■ WRITTEN REQUEST 1
In Listing 2 of the back-propagation article, name every method marked with @staticmethod.
■ WRITTEN REQUEST 2
Return the part of the back-propagation article that opens with the words containing "def setWeights(self, weights): ..." and closes with "def softmax(oSums): ...".
■ WRITTEN REQUEST 3
Supply the next part of the back-propagation article, starting after its final line of code.

■ QUOTED TEXT

The Data Science Lab

Neural Network Back-Propagation Using Python

Listing 2: NeuralNetwork Class Structure
class NeuralNetwork:
  def __init__(self, numInput, numHidden, numOutput, seed): ... 
  def setWeights(self, weights): ... 
  def getWeights(self): ... 
  def initializeWeights(self): ... 
  def computeOutputs(self, xValues): ...
  def train(self, trainData, maxEpochs, learnRate): ... 
  def accuracy(self, tdata): ...
  def meanSquaredError(self, tdata): ...  

  @staticmethod
  def hypertan(x): ...

  @staticmethod	  
  def softmax(oSums): ...

  @staticmethod
  def totalWeights(nInput, nHidden, nOutput): ...

# end class NeuralNetwork
----------------------------------------------------------------------------------

The NeuralNetwork.train method implements the back-propagation algorithm. The definition begins:

def train(self, trainData, maxEpochs, learnRate):
  hoGrads = np.zeros(shape=[self.nh, self.no], dtype=np.float32)
  obGrads = np.zeros(shape=[self.no], dtype=np.float32)
  ihGrads = np.zeros(shape=[self.ni, self.nh], dtype=np.float32)
  hbGrads = np.zeros(shape=[self.nh], dtype=np.float32)
...

Each weight and bias has an associated gradient. The prefix "ho" stands for "hidden-to-output." Similarly, "ob" means "output bias," "ih" means "input-to-hidden" and "hb" means "hidden bias." Class members ni, nh, and no are the number of input, hidden, and output nodes, respectively. When working with neural networks, it's common, but not required, to work with the float32 rather than float64 data type.

Next, two scratch arrays are instantiated:

oSignals = np.zeros(shape=[self.no], dtype=np.float32)
hSignals = np.zeros(shape=[self.nh], dtype=np.float32)

■ MATERIAL PROVIDED
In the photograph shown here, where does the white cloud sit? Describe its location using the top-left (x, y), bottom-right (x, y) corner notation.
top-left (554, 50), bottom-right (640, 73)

■ EXERCISE RESPONSE 1
hypertan, softmax, totalWeights

■ EXERCISE RESPONSE 2
def setWeights(self, weights): ... 
  def getWeights(self): ... 
  def initializeWeights(self): ... 
  def computeOutputs(self, xValues): ...
  def train(self, trainData, maxEpochs, learnRate): ... 
  def accuracy(self, tdata): ...
  def meanSquaredError(self, tdata): ...  

  @staticmethod
  def hypertan(x): ...

  @staticmethod	  
  def softmax(oSums): ...

■ EXERCISE RESPONSE 3
Each hidden and output node has an associated signal that’s essentially a gradient without its input term. These arrays are mostly for coding convenience.

The main training loop is prepared like so:

epoch = 0
x_values = np.zeros(shape=[self.ni], dtype=np.float32)
t_values = np.zeros(shape=[self.no], dtype=np.float32)
numTrainItems = len(trainData)
indices = np.arange(numTrainItems)

The x_values and t_values arrays hold a set of feature values (sepal length and width, and petal length and width) and target values (such as 1, 0, 0), respectively. The indices array holds integers 0 through 119 and is used to shuffle the order in which training items are processed. The training loop begins with:

while epoch < maxEpochs:
  self.rnd.shuffle(indices)
  for ii in range(numTrainItems):
    idx = indices[ii]
...

The built-in shuffle function uses the Fisher-Yates mini-algorithm to scramble the order of the training indices. Therefore, variable idx points to the current training item being processed. Inside the main loop, the input and target values are peeled off the current training item, and then the output node values are computed using the input values and the current weights and bias values:

for j in range(self.ni):
  x_values[j] = trainData[idx, j]	
for j in range(self.no):
  t_values[j] = trainData[idx, j+self.ni]
self.computeOutputs(x_values) 

Note that instead of copying the input values from the matrix of training items into an intermediate x_values array and then transferring those values to the input nodes, you could copy the input values directly. The computeOutputs method stores and returns the output values, but the explicit rerun is ignored here.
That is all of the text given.